##### Dataset content #####
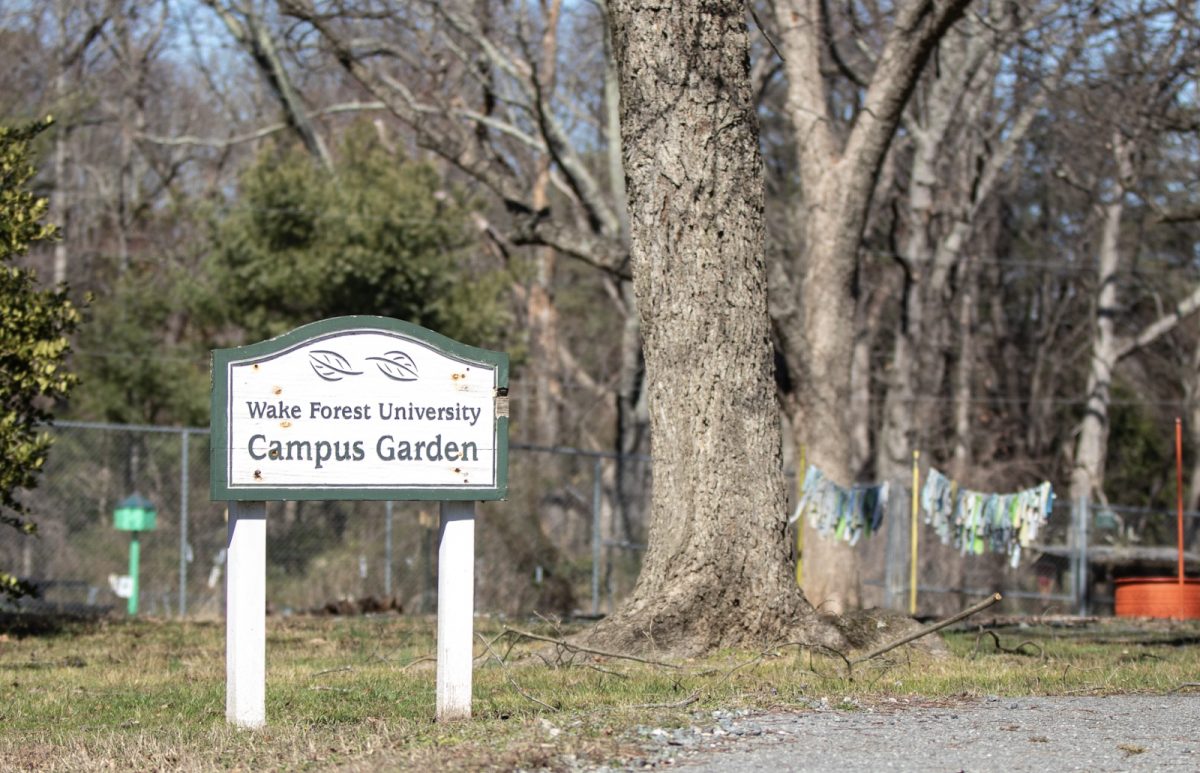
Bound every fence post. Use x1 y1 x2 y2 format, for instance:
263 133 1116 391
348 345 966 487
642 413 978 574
383 499 391 598
592 456 604 616
1074 497 1092 617
179 429 191 617
883 497 910 610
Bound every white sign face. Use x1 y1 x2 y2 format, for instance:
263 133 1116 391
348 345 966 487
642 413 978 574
214 318 506 499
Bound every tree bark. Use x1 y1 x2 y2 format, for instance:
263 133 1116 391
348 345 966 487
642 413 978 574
1070 134 1133 502
592 0 834 652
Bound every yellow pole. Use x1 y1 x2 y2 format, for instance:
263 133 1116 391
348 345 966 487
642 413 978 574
796 445 808 586
908 450 920 615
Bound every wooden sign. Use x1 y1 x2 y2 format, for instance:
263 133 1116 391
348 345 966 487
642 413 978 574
211 317 509 501
211 317 509 727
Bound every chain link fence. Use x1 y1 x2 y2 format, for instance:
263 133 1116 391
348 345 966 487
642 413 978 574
9 421 1200 617
0 421 650 617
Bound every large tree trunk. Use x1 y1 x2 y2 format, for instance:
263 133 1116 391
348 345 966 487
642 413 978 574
1070 150 1128 501
592 0 829 652
790 202 862 615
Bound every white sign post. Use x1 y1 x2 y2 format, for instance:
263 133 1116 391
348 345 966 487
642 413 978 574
211 317 509 727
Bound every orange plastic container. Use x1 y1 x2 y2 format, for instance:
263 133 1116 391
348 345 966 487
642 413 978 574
1116 577 1200 619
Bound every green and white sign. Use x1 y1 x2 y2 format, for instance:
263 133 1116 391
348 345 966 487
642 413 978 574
212 317 509 501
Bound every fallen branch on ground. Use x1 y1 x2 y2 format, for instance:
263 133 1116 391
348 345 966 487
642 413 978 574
504 627 683 669
475 634 558 712
971 627 1046 658
850 593 1004 665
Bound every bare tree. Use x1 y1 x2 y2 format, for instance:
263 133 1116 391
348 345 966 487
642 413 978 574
592 0 832 651
772 0 970 612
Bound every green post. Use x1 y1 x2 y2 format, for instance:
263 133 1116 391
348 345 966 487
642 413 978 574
113 493 158 615
128 532 142 615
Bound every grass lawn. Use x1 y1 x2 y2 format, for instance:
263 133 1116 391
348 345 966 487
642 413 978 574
0 616 1200 771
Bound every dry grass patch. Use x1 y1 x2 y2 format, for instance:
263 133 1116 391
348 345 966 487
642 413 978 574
0 616 1200 771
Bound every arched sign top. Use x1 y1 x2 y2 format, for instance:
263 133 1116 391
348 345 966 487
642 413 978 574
211 316 509 501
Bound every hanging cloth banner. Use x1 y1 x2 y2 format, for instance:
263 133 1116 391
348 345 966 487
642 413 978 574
787 465 888 545
920 468 1054 568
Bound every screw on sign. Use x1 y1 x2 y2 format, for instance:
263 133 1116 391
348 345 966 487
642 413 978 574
211 317 509 727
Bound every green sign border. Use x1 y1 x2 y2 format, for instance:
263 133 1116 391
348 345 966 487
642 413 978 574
209 316 509 502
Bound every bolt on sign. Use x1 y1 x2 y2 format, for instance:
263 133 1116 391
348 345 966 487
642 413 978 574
211 317 509 727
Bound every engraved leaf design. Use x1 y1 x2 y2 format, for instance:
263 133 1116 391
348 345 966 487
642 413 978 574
367 352 418 382
308 349 362 382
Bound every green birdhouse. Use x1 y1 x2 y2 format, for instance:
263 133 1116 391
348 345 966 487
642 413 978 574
113 493 158 532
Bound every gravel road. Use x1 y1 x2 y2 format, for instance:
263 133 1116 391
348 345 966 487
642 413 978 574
641 693 1200 773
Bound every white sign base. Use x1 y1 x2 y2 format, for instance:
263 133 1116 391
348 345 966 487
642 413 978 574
437 502 475 721
226 502 266 727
#####
Aim of the exercise:
Please reproduce all of the data above line for line, leaving out the pictures.

Written response:
Bound every fence post. Use x1 y1 x2 y2 format, for instance:
263 133 1116 391
348 345 966 487
642 413 978 574
383 499 391 598
592 456 604 616
1074 497 1092 617
179 429 191 617
883 497 910 610
Bound every white sign face. Use x1 y1 x2 y2 format, for instance:
263 133 1116 391
348 345 966 487
642 413 978 574
214 318 506 499
Bound every tree bark. Use x1 y1 x2 y2 format, for instance:
263 133 1116 391
348 345 966 487
642 413 978 574
1070 134 1133 502
592 0 834 652
Bound every yellow pole. Use x1 y1 x2 y2 format, for instance:
263 133 1116 391
348 345 966 487
642 413 978 574
796 445 808 586
908 450 920 615
Bound every wooden sign. Use x1 y1 x2 y2 format, for instance:
263 133 1116 391
348 345 966 487
642 413 978 574
211 317 509 501
211 317 509 727
Bound every chain link fence. Use x1 y1 x2 y2 format, for instance:
263 133 1116 391
348 345 966 487
642 413 978 574
9 421 1200 617
0 421 650 617
Bound every large tree trunk. Use x1 y1 x2 y2 format, for instance:
263 133 1116 391
348 345 966 487
642 413 978 574
1070 150 1128 501
592 0 829 652
790 202 862 615
Bound every white sign post. Use x1 y1 x2 y2 format, for instance:
263 133 1116 391
348 345 966 487
642 413 978 574
211 317 509 727
Bound every orange plastic container. Use x1 y1 x2 y2 format, for instance:
263 133 1116 391
348 345 966 487
642 413 978 574
1116 577 1200 619
Bound every green and white sign. Use x1 y1 x2 y2 format, for instance:
263 133 1116 391
348 345 966 487
642 413 978 574
212 317 509 501
Bound every fallen branch on ground. Use x1 y1 x2 y2 format, for instance:
263 133 1116 391
348 345 966 487
642 413 978 574
504 627 683 669
475 634 558 712
971 627 1046 658
850 593 1004 665
Bound every bare tree. Use x1 y1 x2 y2 format, for instance:
263 133 1116 391
348 345 966 487
642 413 978 574
592 0 832 651
772 0 970 612
Bound every green post. Use x1 y1 x2 y2 format, for instance:
263 133 1116 391
348 345 966 487
642 413 978 574
113 493 158 615
128 532 142 615
Bound every grass lawn. Use x1 y1 x2 y2 format, for instance:
263 133 1116 391
348 345 966 487
642 413 978 574
0 616 1200 771
Bound every dry grass patch. Use x1 y1 x2 y2 format, for instance:
263 133 1116 391
348 345 966 487
642 413 978 574
0 616 1200 771
Bound every arched sign top. Use x1 y1 x2 y2 format, for instance:
263 133 1116 391
348 345 966 487
642 413 978 574
211 316 509 501
Bound every hanging cloth banner. Use x1 y1 x2 y2 format, for instance:
263 133 1116 391
348 345 966 487
642 413 978 574
787 465 888 545
920 468 1054 568
Bound every screw on sign. Use x1 y1 x2 y2 format, for instance:
263 133 1116 391
348 345 966 487
642 413 978 574
211 317 509 727
Bound every green sign border. Use x1 y1 x2 y2 format, for instance:
263 133 1116 391
348 345 966 487
642 413 978 574
209 316 509 502
Bound every bolt on sign. Use x1 y1 x2 y2 format, for instance:
263 133 1116 391
348 345 966 487
642 413 978 574
211 317 509 727
Bound every engraved leaf design. Use x1 y1 x2 y2 format, for instance:
263 133 1116 391
348 345 966 487
642 413 978 574
367 352 418 382
308 349 362 382
Bound every green birdhouse. Use x1 y1 x2 y2 format, for instance:
263 133 1116 391
348 345 966 487
642 413 978 574
113 493 158 532
Bound every gravel road. Use x1 y1 x2 y2 format, for instance:
263 133 1116 391
348 345 966 487
642 413 978 574
641 693 1200 773
Bound every white sign base. Use x1 y1 x2 y2 format, for instance:
263 133 1116 391
348 345 966 487
642 413 978 574
437 502 475 721
226 502 266 727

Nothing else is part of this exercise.